__EXERCISE DETAILS__:
Print the full listing once more, exactly as given.
━━━━━ TASK MATERIAL ━━━━━
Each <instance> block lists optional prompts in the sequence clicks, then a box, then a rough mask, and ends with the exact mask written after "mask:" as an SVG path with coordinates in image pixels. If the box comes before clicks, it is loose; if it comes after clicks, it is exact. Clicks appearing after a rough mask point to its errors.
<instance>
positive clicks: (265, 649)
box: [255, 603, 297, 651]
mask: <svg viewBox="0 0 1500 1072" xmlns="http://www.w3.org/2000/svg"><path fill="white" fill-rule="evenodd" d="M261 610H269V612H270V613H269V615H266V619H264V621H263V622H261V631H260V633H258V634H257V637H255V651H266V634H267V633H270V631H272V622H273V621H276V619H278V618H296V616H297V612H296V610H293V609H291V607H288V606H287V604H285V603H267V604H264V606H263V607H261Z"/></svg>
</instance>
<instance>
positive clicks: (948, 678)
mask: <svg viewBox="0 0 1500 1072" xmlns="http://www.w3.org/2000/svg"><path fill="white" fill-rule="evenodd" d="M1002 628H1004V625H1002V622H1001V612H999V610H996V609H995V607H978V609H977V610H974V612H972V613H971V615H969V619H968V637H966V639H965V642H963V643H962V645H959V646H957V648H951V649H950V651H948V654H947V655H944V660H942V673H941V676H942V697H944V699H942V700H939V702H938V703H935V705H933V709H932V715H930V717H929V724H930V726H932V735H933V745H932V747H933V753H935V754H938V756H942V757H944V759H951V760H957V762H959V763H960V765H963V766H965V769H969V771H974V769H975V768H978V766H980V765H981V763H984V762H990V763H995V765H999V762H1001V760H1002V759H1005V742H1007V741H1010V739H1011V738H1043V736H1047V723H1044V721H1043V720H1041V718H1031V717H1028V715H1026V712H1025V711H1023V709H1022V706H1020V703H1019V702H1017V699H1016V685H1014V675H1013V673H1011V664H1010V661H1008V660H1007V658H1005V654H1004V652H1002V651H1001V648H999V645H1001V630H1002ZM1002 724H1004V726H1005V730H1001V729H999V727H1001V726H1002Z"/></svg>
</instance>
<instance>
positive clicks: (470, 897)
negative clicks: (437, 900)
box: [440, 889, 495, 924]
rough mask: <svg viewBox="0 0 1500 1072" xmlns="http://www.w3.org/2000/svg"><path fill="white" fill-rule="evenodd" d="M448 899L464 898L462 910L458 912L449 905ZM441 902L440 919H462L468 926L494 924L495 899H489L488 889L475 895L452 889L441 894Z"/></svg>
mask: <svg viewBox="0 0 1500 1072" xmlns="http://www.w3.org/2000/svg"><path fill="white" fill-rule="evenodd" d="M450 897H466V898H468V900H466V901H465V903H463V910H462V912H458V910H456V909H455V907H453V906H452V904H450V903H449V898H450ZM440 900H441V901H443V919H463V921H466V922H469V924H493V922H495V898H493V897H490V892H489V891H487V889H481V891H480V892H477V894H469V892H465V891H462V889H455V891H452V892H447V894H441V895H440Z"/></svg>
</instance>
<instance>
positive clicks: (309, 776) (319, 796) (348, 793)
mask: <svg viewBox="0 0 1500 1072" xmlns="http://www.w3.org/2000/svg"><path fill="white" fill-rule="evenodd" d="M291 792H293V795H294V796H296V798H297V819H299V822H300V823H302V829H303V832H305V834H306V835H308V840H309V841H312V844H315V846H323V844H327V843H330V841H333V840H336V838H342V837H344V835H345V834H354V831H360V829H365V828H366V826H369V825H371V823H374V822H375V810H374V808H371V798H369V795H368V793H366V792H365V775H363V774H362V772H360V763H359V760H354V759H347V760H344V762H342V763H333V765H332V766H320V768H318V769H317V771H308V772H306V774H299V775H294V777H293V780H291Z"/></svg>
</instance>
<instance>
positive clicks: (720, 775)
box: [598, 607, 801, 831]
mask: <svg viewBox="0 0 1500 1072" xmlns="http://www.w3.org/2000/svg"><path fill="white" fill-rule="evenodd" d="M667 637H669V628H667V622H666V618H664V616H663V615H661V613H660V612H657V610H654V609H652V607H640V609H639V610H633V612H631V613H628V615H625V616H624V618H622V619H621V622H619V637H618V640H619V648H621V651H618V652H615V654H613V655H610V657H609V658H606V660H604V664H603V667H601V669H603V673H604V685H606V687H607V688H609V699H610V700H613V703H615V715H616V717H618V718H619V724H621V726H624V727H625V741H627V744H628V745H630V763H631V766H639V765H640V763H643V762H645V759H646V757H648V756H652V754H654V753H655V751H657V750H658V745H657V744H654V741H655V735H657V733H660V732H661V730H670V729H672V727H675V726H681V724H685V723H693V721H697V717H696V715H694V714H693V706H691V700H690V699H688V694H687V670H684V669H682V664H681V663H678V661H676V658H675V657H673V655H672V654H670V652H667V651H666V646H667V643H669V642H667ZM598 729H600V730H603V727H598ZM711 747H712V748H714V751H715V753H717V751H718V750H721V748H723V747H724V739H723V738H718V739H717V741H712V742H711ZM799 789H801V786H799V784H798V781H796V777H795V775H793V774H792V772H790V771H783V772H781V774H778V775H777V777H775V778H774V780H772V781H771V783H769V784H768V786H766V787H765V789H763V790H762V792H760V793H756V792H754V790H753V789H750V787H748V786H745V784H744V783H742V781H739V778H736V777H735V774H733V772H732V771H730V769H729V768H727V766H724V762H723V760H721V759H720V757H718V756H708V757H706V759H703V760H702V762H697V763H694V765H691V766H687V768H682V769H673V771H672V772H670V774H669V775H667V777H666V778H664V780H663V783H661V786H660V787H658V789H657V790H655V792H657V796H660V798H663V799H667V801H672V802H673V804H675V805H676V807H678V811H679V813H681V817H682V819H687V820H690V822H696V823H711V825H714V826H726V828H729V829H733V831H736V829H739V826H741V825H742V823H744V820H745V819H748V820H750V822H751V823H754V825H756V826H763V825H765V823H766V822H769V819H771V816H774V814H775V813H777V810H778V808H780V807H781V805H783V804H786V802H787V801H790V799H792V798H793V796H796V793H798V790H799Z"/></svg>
━━━━━
__RESPONSE TO THE TASK__:
Each <instance> block lists optional prompts in the sequence clicks, then a box, then a rough mask, and ends with the exact mask written after "mask:" as an SVG path with coordinates in image pixels. If the box comes before clicks, it is loose; if it comes after clicks, it is exact. Clicks appearing after a rough mask point to its errors.
<instance>
positive clicks: (265, 649)
box: [255, 603, 297, 651]
mask: <svg viewBox="0 0 1500 1072" xmlns="http://www.w3.org/2000/svg"><path fill="white" fill-rule="evenodd" d="M261 610H269V612H270V613H269V615H266V619H264V621H263V622H261V631H260V633H258V634H257V637H255V651H266V634H267V633H270V631H272V622H273V621H276V619H278V618H296V616H297V612H296V610H293V609H291V607H288V606H287V604H285V603H267V604H264V606H263V607H261Z"/></svg>
</instance>
<instance>
positive clicks: (948, 678)
mask: <svg viewBox="0 0 1500 1072" xmlns="http://www.w3.org/2000/svg"><path fill="white" fill-rule="evenodd" d="M1002 628H1004V625H1002V622H1001V612H999V610H996V609H995V607H978V609H977V610H974V612H972V613H971V615H969V619H968V637H966V639H965V642H963V643H962V645H959V646H957V648H951V649H950V651H948V654H947V655H944V660H942V673H941V676H942V697H944V699H942V700H939V702H938V703H935V705H933V709H932V715H930V717H929V724H930V726H932V735H933V745H932V747H933V753H935V754H938V756H942V757H944V759H951V760H957V762H959V763H960V765H963V766H965V769H969V771H974V769H975V768H978V766H980V765H981V763H984V762H990V763H995V765H999V762H1001V760H1002V759H1005V742H1007V741H1010V739H1011V738H1043V736H1047V723H1044V721H1043V720H1041V718H1031V717H1028V715H1026V712H1025V711H1023V709H1022V706H1020V703H1019V702H1017V699H1016V685H1014V675H1013V673H1011V664H1010V661H1008V660H1007V658H1005V654H1004V652H1002V651H1001V648H999V645H1001V630H1002ZM1002 724H1004V726H1005V730H1001V729H999V727H1001V726H1002Z"/></svg>
</instance>
<instance>
positive clicks: (470, 897)
negative clicks: (437, 900)
box: [440, 889, 495, 924]
rough mask: <svg viewBox="0 0 1500 1072" xmlns="http://www.w3.org/2000/svg"><path fill="white" fill-rule="evenodd" d="M448 899L464 898L462 910L458 912L449 905ZM441 902L440 919H462L468 926L494 924L495 899H489L488 889L475 895L452 889L441 894Z"/></svg>
mask: <svg viewBox="0 0 1500 1072" xmlns="http://www.w3.org/2000/svg"><path fill="white" fill-rule="evenodd" d="M450 897H466V898H468V900H466V901H465V903H463V910H462V912H458V910H456V909H455V907H453V906H452V904H450V903H449V898H450ZM440 900H441V901H443V919H463V921H466V922H469V924H493V922H495V898H493V897H490V892H489V891H487V889H481V891H480V892H477V894H469V892H465V891H462V889H455V891H452V892H447V894H441V895H440Z"/></svg>
</instance>
<instance>
positive clicks: (309, 776) (319, 796) (348, 793)
mask: <svg viewBox="0 0 1500 1072" xmlns="http://www.w3.org/2000/svg"><path fill="white" fill-rule="evenodd" d="M291 792H293V795H294V796H296V798H297V819H299V822H300V823H302V829H303V832H305V834H306V835H308V840H309V841H312V844H315V846H323V844H327V843H330V841H333V840H336V838H342V837H344V835H345V834H354V831H360V829H365V828H366V826H369V825H371V823H374V822H375V810H374V808H371V798H369V795H368V793H366V792H365V775H363V774H362V772H360V763H359V760H354V759H347V760H344V762H342V763H333V765H332V766H320V768H318V769H317V771H308V772H306V774H299V775H294V777H293V780H291Z"/></svg>
</instance>
<instance>
positive clicks: (720, 775)
box: [598, 607, 801, 831]
mask: <svg viewBox="0 0 1500 1072" xmlns="http://www.w3.org/2000/svg"><path fill="white" fill-rule="evenodd" d="M667 637H669V628H667V622H666V618H664V616H663V615H661V613H660V612H657V610H654V609H652V607H640V609H639V610H633V612H631V613H628V615H625V616H624V618H622V619H621V622H619V637H618V640H619V648H621V651H618V652H615V654H613V655H610V657H609V658H606V660H604V664H603V667H601V669H603V673H604V685H606V687H607V688H609V699H610V700H613V703H615V715H616V717H618V718H619V724H621V726H624V727H625V741H627V744H628V745H630V763H631V766H639V765H640V763H643V762H645V759H646V757H648V756H652V754H654V753H655V751H657V750H658V745H657V744H654V741H655V735H657V733H660V732H661V730H670V729H672V727H675V726H681V724H685V723H693V721H697V717H696V715H694V714H693V706H691V700H690V699H688V694H687V670H684V669H682V664H681V663H678V661H676V658H675V657H673V655H672V654H670V652H667V651H666V646H667V643H669V642H667ZM598 729H600V730H603V727H598ZM711 747H712V748H714V751H715V753H717V751H718V750H721V748H723V747H724V739H723V738H718V739H717V741H712V742H711ZM799 789H801V786H799V784H798V781H796V777H795V775H793V774H792V772H790V771H783V772H781V774H778V775H777V777H775V778H774V780H772V781H771V783H769V784H768V786H766V787H765V789H763V790H762V792H760V793H756V792H754V790H753V789H750V787H748V786H745V784H744V783H742V781H739V778H736V777H735V774H733V772H732V771H730V769H729V768H727V766H724V762H723V760H721V759H720V757H718V756H708V757H706V759H703V760H702V762H697V763H694V765H691V766H687V768H682V769H673V771H672V772H670V774H669V775H667V777H666V778H664V780H663V783H661V786H660V787H658V789H657V790H655V792H657V796H660V798H663V799H667V801H672V802H673V804H675V805H676V807H678V811H679V813H681V817H682V819H687V820H690V822H696V823H711V825H714V826H726V828H729V829H733V831H736V829H739V826H741V825H742V823H744V820H745V819H748V820H750V822H751V823H754V825H756V826H763V825H765V823H766V822H769V819H771V816H774V814H775V813H777V810H778V808H780V807H781V805H783V804H786V802H787V801H790V799H792V798H793V796H796V793H798V790H799Z"/></svg>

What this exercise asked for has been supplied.